Task directions
Count the lines in the listing below that contain the string "Provide", treating uppercase and lowercase as different. Reply with the number alone.
------ Data in this exercise ------
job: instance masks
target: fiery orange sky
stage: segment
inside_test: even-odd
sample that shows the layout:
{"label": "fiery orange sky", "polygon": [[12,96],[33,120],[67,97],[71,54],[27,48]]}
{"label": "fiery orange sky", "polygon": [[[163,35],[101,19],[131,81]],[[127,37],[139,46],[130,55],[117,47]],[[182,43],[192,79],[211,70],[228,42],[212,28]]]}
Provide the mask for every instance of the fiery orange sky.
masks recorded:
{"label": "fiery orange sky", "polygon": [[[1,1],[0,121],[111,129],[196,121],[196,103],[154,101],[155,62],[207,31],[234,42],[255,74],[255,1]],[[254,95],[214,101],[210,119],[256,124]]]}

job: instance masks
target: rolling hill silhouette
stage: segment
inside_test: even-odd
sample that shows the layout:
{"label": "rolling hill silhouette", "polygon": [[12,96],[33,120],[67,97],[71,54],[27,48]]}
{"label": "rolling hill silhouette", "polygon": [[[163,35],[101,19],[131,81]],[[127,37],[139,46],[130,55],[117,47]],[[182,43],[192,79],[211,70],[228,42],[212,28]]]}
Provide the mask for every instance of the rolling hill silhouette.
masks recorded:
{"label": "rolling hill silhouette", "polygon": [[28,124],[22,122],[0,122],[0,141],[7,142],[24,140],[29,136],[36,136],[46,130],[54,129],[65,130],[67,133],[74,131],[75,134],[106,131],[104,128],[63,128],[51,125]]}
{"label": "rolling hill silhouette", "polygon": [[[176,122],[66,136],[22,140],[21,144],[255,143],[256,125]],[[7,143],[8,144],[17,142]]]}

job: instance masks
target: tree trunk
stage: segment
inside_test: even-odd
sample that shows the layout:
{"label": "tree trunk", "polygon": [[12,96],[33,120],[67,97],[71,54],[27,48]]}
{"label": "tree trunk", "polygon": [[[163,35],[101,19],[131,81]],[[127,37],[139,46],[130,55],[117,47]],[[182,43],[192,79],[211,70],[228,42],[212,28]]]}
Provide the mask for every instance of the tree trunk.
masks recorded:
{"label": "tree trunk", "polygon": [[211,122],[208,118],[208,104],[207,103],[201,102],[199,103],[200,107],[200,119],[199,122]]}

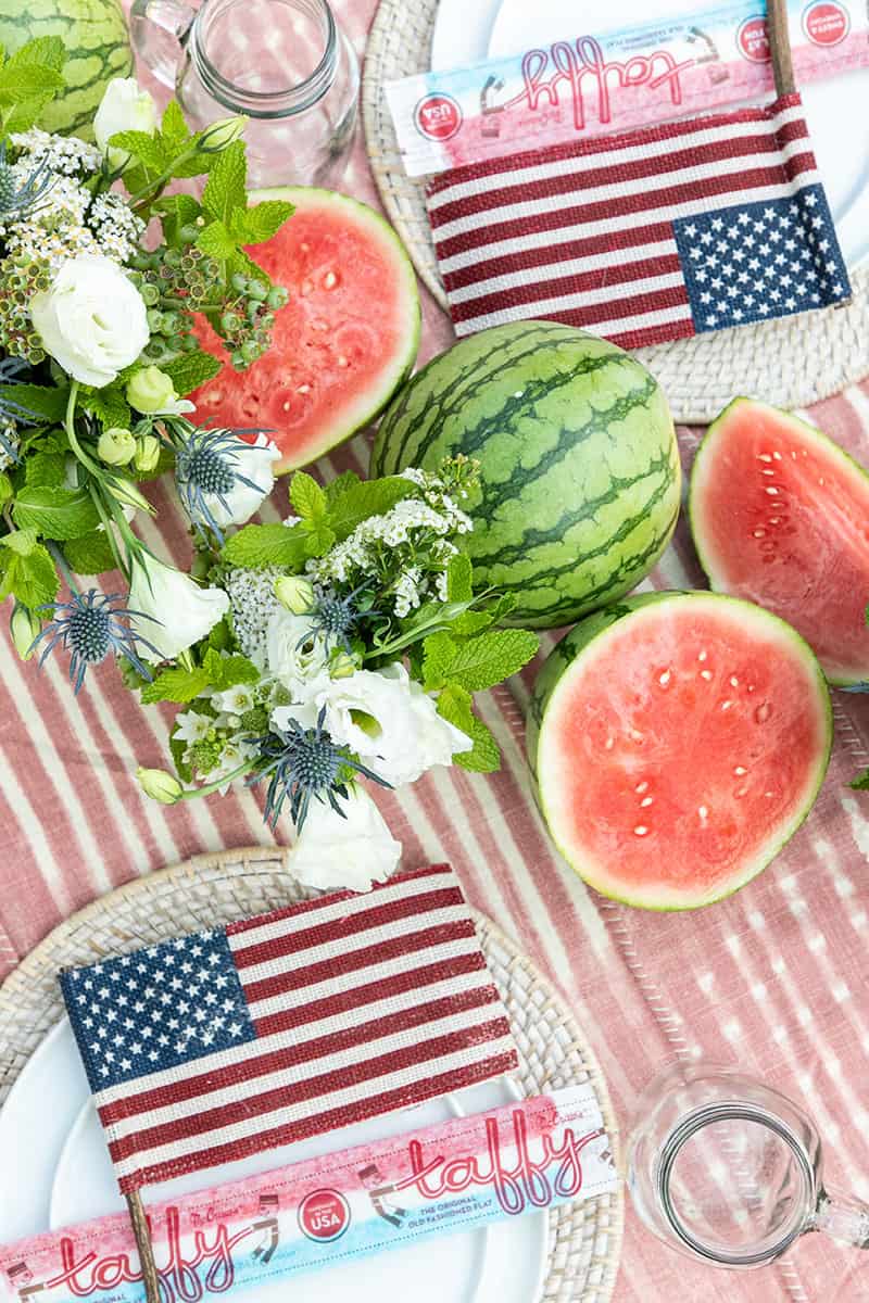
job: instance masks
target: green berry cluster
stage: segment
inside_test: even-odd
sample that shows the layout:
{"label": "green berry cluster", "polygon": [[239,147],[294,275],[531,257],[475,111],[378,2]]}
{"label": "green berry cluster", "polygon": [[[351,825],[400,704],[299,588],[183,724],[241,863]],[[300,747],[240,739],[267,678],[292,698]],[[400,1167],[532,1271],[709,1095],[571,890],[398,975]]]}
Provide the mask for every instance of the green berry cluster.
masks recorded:
{"label": "green berry cluster", "polygon": [[0,345],[34,366],[46,360],[46,351],[30,319],[30,300],[50,287],[48,263],[33,262],[29,254],[0,262]]}
{"label": "green berry cluster", "polygon": [[268,351],[275,313],[289,294],[283,285],[264,285],[254,276],[240,272],[231,280],[236,296],[220,315],[220,334],[225,340],[232,365],[237,371],[255,362]]}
------
The output
4